# [Work instruction]
For the data below, restate word for word only the lines from the line containing "Target: arched window" through the line containing "Every instance of the terracotta", both ends included.

--- Records provided ---

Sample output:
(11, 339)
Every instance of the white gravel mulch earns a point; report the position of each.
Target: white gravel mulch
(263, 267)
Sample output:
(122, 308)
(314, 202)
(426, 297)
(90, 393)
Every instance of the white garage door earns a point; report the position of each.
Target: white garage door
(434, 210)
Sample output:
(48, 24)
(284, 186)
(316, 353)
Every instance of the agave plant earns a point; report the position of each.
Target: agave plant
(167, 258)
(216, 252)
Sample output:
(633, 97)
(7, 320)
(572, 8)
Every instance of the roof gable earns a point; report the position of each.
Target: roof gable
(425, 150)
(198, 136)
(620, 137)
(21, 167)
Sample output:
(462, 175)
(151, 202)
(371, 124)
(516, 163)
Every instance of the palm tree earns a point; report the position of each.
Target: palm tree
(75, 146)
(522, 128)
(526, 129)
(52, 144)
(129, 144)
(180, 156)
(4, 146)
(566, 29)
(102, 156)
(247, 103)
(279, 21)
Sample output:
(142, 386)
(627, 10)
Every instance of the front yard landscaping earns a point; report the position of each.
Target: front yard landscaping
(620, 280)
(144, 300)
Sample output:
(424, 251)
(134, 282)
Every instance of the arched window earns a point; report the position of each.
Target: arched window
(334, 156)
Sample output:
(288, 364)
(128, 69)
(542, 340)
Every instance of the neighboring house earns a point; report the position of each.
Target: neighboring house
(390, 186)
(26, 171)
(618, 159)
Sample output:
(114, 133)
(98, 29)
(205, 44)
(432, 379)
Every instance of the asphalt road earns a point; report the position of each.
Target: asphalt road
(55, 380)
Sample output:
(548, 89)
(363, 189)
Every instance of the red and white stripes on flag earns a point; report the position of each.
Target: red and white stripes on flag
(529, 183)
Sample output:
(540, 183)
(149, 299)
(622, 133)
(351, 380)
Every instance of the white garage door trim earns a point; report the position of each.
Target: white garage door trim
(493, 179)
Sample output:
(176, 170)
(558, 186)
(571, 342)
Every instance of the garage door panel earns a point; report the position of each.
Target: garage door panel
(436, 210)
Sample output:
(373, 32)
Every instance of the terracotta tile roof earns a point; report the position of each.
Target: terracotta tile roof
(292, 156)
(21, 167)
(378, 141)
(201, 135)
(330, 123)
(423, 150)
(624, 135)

---

# [Output of the task]
Target: arched window
(334, 156)
Sample output:
(288, 364)
(128, 69)
(542, 340)
Every instance of the neighboring house earns a point; report the position of each.
Target: neighboring house
(390, 186)
(26, 171)
(618, 159)
Sample output:
(114, 133)
(98, 29)
(205, 44)
(432, 379)
Every instance of the asphalt road earns a point; report the position of each.
Target: asphalt road
(55, 380)
Sample output:
(548, 89)
(363, 189)
Every instance of the red and white stripes on flag earns a point; report the position of each.
Target: red and white stripes on flag
(529, 183)
Sample output:
(540, 183)
(149, 299)
(622, 133)
(351, 380)
Every instance of the white garage door trim earns a point; report the position of each.
Target: white garage door trim
(493, 179)
Sample output:
(176, 170)
(558, 186)
(571, 342)
Every instance of the garage door panel earns a point; report the position of each.
Target: garage door panel
(436, 210)
Sample output:
(373, 32)
Every instance of the terracotta tile roof earns a point; report the position of each.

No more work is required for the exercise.